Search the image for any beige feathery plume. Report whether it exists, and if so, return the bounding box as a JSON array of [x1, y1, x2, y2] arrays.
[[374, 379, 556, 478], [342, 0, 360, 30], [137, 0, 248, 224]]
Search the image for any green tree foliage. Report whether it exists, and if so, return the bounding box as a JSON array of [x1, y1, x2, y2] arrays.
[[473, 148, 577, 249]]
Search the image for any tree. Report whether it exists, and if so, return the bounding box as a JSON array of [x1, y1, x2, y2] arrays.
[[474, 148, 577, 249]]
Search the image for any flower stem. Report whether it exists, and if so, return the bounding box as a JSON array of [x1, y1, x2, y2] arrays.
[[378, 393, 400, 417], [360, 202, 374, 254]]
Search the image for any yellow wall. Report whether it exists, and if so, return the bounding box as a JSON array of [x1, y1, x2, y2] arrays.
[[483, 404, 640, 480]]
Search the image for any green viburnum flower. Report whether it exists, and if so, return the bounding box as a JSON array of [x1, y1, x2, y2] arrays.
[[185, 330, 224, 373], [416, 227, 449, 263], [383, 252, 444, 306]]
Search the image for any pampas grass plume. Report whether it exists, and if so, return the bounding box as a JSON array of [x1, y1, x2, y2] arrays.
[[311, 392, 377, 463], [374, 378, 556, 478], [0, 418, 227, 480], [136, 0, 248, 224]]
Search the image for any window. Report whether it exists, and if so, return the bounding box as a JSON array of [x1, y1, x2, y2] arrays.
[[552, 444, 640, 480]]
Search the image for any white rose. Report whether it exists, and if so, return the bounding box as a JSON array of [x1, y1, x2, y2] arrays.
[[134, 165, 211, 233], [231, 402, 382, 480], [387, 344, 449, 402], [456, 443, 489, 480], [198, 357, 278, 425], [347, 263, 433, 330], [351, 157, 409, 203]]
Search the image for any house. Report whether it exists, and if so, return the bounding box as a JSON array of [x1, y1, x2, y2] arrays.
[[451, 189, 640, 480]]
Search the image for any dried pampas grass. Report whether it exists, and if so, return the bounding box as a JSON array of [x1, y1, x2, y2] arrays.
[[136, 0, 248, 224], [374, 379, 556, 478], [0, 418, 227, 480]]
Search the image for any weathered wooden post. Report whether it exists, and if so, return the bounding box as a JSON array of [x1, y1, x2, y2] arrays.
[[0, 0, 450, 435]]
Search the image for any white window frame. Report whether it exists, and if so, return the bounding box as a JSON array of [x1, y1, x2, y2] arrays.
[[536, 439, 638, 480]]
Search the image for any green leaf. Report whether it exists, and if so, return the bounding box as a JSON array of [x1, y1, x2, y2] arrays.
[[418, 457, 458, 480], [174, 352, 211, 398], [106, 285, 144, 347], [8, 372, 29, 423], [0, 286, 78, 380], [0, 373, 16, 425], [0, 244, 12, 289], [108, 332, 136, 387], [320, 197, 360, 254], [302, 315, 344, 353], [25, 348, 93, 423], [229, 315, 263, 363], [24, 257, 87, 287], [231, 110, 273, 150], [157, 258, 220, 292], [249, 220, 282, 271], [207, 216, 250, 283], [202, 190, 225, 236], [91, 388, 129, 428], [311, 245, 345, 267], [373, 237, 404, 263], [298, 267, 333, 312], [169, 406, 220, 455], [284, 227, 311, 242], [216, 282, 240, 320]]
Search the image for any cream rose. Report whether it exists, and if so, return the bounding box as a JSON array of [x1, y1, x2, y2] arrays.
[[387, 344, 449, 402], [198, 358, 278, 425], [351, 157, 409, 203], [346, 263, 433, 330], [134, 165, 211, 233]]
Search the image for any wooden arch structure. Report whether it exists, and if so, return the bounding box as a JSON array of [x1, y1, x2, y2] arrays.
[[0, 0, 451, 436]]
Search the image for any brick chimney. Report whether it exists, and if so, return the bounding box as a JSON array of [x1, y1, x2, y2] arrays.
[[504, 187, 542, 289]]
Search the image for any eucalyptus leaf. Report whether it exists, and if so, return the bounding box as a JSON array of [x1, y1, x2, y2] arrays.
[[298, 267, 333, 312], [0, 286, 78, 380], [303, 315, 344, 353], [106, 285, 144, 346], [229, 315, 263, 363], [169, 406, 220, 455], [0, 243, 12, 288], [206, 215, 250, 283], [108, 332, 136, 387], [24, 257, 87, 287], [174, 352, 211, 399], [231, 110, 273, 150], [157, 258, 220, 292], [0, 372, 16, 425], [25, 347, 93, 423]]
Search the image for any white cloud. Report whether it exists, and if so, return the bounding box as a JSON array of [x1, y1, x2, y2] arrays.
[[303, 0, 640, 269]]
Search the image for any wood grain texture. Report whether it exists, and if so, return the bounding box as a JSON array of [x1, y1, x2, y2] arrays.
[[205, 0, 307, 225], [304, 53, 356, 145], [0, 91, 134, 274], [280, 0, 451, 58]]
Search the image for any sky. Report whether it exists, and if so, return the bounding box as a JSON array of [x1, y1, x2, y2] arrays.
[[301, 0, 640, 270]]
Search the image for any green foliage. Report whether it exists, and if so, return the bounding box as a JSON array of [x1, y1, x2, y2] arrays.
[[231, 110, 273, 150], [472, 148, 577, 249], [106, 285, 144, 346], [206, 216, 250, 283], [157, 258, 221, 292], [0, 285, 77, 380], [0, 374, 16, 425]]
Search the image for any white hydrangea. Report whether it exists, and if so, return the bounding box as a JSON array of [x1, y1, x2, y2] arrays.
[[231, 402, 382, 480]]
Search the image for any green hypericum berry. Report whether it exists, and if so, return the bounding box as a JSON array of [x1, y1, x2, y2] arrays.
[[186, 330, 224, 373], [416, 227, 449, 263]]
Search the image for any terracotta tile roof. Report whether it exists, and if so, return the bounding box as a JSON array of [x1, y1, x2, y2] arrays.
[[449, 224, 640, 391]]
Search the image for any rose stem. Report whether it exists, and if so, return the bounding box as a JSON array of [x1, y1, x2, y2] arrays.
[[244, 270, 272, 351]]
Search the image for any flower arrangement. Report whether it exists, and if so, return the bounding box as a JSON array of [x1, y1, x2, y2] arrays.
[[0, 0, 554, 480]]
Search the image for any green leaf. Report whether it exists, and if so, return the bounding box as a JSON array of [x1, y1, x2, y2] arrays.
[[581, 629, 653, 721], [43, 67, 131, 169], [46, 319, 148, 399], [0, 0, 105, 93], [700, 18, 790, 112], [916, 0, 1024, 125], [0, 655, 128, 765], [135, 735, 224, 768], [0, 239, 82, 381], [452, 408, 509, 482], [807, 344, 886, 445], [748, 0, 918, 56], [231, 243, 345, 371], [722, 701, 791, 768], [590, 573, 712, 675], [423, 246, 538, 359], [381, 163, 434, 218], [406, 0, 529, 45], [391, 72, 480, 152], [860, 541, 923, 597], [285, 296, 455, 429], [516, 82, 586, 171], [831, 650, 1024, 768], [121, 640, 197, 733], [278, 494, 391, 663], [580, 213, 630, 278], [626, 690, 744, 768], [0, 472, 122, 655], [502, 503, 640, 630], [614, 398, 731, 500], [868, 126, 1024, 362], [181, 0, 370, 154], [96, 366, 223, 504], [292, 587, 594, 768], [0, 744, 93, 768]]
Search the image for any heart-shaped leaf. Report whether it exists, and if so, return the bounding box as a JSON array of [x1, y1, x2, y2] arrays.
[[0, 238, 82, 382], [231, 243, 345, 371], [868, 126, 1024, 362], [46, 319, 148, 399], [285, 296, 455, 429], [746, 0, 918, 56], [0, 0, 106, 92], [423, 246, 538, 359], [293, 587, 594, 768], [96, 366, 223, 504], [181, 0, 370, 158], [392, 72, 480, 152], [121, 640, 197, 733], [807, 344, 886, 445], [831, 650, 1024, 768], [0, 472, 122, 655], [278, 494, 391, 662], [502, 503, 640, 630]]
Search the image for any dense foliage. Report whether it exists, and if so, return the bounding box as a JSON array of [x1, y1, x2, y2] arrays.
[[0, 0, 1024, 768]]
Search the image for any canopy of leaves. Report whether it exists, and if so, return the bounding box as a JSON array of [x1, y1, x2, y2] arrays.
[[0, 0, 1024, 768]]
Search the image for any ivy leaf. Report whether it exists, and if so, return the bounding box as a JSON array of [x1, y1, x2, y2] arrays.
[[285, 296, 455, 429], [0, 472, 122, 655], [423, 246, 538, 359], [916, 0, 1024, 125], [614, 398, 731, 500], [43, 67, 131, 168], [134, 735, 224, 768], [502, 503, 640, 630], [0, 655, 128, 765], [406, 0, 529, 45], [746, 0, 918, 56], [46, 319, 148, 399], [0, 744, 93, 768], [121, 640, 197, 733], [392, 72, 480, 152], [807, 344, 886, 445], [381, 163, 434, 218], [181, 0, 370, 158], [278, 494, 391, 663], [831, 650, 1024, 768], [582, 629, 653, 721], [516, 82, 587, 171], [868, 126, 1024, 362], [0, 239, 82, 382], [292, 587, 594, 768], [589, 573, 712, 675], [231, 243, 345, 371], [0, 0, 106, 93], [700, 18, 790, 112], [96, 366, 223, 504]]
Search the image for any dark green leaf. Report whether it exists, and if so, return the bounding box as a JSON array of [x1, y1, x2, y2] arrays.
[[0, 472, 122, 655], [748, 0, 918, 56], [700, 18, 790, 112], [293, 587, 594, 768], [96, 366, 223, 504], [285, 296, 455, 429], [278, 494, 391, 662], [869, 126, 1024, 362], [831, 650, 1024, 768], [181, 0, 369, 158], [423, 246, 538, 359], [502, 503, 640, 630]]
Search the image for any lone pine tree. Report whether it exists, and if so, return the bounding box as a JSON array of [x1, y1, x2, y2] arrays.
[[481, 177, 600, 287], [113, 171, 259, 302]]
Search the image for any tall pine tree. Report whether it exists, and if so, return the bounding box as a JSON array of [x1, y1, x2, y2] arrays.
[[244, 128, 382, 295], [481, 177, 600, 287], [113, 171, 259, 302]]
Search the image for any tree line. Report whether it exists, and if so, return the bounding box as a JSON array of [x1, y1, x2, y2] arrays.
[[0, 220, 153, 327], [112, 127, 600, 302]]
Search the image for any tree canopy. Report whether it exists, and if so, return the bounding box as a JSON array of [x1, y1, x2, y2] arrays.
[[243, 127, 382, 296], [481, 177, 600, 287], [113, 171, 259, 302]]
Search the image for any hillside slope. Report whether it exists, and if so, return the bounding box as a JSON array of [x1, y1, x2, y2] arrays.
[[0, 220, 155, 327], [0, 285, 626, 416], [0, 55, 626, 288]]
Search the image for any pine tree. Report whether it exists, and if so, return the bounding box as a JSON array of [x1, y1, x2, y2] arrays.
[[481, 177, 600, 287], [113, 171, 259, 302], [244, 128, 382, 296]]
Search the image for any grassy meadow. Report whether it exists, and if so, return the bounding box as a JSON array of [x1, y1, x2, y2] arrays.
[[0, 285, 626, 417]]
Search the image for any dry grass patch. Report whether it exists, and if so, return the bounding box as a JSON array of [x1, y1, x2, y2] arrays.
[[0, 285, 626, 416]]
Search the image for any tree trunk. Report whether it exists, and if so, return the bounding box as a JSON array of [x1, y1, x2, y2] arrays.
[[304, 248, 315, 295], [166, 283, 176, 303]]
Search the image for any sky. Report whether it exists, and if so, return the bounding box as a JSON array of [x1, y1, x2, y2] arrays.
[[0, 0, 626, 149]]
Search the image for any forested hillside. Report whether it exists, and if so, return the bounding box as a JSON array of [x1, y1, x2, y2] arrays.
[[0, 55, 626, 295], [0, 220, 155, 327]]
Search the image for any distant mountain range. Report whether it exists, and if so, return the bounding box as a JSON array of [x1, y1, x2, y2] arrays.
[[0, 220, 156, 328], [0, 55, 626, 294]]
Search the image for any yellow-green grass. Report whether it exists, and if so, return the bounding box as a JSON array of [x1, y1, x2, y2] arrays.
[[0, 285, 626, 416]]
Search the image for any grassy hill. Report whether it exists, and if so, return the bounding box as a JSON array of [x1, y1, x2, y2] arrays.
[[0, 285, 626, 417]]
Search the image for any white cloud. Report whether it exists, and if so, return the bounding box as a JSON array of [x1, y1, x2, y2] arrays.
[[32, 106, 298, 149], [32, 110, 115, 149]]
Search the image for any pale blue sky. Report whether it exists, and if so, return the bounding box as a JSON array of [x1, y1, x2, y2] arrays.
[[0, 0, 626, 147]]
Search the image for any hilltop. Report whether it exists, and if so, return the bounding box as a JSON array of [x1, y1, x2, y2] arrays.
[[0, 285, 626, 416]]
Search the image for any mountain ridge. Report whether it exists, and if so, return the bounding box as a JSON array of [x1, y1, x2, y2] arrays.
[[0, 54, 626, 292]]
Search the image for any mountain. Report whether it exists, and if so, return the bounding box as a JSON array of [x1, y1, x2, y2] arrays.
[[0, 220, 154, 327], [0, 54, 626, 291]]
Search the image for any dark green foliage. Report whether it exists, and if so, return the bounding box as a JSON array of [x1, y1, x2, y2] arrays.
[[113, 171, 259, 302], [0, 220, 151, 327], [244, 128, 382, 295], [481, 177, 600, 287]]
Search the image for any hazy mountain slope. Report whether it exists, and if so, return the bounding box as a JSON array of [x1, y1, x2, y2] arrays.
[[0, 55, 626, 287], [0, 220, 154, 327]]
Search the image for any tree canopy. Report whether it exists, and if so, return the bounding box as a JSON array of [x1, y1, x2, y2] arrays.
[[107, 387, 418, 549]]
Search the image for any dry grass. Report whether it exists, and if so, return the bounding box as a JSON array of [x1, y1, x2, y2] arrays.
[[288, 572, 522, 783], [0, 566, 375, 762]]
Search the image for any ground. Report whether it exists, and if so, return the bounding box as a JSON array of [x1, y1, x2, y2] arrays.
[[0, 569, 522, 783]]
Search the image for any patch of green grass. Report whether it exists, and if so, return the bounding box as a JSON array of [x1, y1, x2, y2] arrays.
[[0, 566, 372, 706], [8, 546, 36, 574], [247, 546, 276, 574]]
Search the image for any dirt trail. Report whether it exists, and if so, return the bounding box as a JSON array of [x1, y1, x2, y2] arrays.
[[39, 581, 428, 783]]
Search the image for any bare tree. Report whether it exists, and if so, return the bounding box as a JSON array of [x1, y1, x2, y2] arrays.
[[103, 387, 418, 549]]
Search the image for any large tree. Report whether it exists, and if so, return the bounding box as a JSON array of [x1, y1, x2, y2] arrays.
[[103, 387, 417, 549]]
====================
● ZU LÖSENDE AUFGABE
Schreibe die Zeilen unverändert ab: Beginne bei der Zeile mit „Search the image for any hilltop.“ und höre nach der Zeile mit „[[0, 54, 626, 292]]“ auf. Beide Zeilen gehören dazu.

● LÖSUNG DER AUFGABE
Search the image for any hilltop. Report whether it exists, and if so, return the bounding box as a JSON array of [x1, y1, x2, y2] arrays.
[[0, 285, 626, 416]]
Search the image for any mountain ridge. Report whether it exists, and if so, return the bounding box as a JSON array of [x1, y1, x2, y2] arrays.
[[0, 54, 626, 292]]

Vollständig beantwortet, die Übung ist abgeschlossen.